Freak-onomics

by on April 16, 2010 at 7:30 am in Economics, Food and Drink, History | Permalink

Here, courtesy of Adam Ozimek at Modeled Behavior, is a picture of Chauncy Morlan (1869-1906) who, because of his “freakish” weight, people once paid good money to see as he toured Europe and America with the Barnum & Bailey circus.  Although a tinge of freakishness still attaches to shows like The Biggest Loser the dominant theme is a feeling
of camaraderie and the hope that if the contestants can lose weight then so can anyone
with similar problem and goals.

What would the circus goers of 1890 have thought if they were told that in the America of 2010 Chauncy Morlan would be unremarkable?

Chauncy

Tom T. April 16, 2010 at 7:40 am

It says in the linked page that Morgan weighed as much as 875 pounds. I think that’s still a bit unusual even today.

razib April 16, 2010 at 8:36 am

perhaps he swallowed lead? dude is fat. but he ain’t springer worthy.

T. Shaw April 16, 2010 at 8:56 am

Life, then, was harsh and short.

People needed distractions/entertainments. The Gracchi brothers gave Roman Plebs bread and circuses. The pharaohs made them build (and enjoy it!) pyramids.

They (the congress/IRS of the day) also presented public executions, free of charge.

Who says these are the good old days?

Ryan Vann April 16, 2010 at 9:09 am

Dude still looks hugenormous to me. He’d probably be a Pro-Wrestling oddity in today’s world.

Slocum April 16, 2010 at 9:29 am

Meh — it’s not as if fat people were all that unusual at the time. William Howard Taft went as much as 330. And much longer ago than that, Erasmus Darwin (Charles’s grandfather) grew so fat he supposedly had a cut-out in his dining table to accommodate his huge girth.

To me what’s interesting about the story is how starved for entertainment people were in 1890 that they would be willing to go and pay money to see circus freaks at all. How bored would you have to be before that sounded like a worthwhile way to spend time and money?

Yancey Ward April 16, 2010 at 10:39 am

Yesteryear’s reality TV, Slocum.

_Stated exercise_
Reproduce the part of the Chauncy Morlan post between "Meh — it’s not" and "reality TV, Slocum.", inclusive, word for word.

_Data shown_

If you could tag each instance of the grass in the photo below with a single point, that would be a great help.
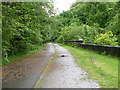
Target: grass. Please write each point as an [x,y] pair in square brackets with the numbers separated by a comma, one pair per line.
[18,57]
[100,67]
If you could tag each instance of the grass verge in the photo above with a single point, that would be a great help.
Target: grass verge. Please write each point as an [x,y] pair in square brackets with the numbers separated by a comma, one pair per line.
[100,67]
[18,57]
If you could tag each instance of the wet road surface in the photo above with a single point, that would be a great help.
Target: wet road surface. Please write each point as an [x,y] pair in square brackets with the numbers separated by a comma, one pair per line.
[64,73]
[25,73]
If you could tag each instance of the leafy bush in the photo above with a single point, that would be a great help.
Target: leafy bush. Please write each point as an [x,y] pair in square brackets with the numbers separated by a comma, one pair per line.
[106,39]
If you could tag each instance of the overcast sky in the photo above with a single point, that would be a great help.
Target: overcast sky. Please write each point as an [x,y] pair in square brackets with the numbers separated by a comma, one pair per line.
[63,5]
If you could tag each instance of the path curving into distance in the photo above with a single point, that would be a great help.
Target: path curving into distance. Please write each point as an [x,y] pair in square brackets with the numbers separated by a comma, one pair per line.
[64,73]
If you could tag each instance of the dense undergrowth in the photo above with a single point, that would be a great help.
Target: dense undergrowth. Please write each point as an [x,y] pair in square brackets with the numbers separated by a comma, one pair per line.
[100,67]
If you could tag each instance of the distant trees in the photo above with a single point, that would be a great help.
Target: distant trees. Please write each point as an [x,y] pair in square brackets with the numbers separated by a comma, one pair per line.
[91,21]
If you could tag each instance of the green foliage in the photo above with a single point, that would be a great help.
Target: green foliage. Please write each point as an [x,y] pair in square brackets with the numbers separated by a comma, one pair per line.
[104,68]
[25,25]
[106,39]
[91,21]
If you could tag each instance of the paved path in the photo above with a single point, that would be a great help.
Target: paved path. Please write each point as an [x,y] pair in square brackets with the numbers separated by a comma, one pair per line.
[65,73]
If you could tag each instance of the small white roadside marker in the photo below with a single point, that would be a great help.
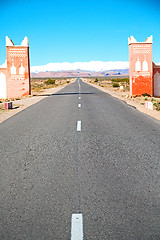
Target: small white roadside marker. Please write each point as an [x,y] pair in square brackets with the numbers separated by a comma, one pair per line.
[78,126]
[77,227]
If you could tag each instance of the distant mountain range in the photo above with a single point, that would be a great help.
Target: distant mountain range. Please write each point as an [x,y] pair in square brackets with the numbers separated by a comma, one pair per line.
[80,73]
[82,69]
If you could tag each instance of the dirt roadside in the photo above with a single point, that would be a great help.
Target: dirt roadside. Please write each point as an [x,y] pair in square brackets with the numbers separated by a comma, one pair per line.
[130,101]
[19,105]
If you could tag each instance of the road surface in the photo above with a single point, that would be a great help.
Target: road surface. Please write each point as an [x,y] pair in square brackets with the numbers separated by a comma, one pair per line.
[80,164]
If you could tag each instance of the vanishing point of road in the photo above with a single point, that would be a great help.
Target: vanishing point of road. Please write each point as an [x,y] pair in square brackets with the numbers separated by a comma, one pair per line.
[80,164]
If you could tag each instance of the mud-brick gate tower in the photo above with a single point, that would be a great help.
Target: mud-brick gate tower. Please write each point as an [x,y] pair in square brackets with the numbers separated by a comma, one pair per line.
[15,78]
[140,66]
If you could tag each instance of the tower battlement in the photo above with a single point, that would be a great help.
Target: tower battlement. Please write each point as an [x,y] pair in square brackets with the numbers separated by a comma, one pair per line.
[15,80]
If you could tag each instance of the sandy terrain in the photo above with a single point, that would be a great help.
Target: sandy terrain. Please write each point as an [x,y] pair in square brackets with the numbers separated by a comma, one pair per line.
[19,105]
[135,102]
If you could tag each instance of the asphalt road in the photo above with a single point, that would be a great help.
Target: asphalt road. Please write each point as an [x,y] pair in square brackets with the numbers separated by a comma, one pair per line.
[106,167]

_The answer_
Meh — it’s not as if fat people were all that unusual at the time. William Howard Taft went as much as 330. And much longer ago than that, Erasmus Darwin (Charles’s grandfather) grew so fat he supposedly had a cut-out in his dining table to accommodate his huge girth.

To me what’s interesting about the story is how starved for entertainment people were in 1890 that they would be willing to go and pay money to see circus freaks at all. How bored would you have to be before that sounded like a worthwhile way to spend time and money?

Yancey Ward April 16, 2010 at 10:39 am

Yesteryear’s reality TV, Slocum.